* [Goal]:
Shrink the rows from the line with "Objective — drop a marker on each instance of the sky" up to and including the line with "[[375, 81]]". Write those lines out again, requests included and unchanged, with each coordinate in the answers multiplied by 0.2 and rounded to a whole number (halves round up), and give nothing else.

* [Given records]:
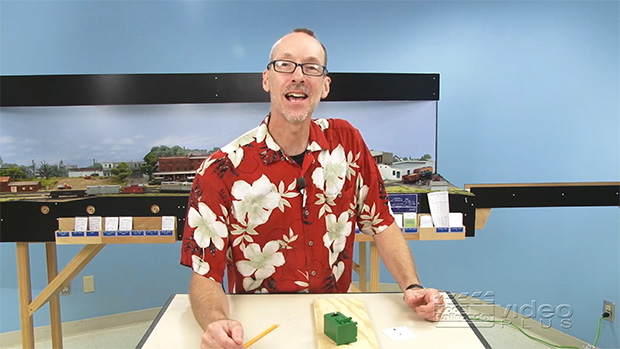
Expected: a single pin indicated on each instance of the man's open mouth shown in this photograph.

---

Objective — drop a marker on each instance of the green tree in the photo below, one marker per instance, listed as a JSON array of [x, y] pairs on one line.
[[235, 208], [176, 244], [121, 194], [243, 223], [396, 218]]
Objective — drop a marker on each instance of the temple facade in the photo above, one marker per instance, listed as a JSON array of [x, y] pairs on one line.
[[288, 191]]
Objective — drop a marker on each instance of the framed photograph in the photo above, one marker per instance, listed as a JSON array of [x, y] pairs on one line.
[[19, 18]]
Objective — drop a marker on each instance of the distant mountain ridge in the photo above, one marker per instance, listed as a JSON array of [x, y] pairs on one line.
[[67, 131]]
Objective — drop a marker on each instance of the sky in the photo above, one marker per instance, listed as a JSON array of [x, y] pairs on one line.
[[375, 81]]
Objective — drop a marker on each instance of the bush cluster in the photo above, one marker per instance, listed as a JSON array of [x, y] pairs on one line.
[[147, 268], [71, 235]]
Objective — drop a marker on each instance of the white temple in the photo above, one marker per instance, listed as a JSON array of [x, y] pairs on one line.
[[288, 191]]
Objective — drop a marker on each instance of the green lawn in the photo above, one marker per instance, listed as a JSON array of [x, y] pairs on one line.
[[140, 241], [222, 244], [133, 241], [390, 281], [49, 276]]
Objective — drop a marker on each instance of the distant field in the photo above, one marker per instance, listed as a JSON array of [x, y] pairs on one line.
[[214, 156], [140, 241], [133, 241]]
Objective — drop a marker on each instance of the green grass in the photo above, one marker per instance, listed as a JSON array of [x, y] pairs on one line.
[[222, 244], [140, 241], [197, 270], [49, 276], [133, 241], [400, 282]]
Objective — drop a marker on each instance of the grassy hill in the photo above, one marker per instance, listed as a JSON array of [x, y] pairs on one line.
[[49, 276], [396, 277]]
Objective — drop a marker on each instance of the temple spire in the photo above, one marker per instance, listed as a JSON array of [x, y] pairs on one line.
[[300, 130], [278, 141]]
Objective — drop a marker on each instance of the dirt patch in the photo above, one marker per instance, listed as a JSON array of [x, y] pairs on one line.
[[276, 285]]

* [Response to the task]:
Objective — drop a marker on each instance of the sky in the photo above, one marker per instance, listed as a JSON array of [x, y] pairs on one line.
[[75, 16]]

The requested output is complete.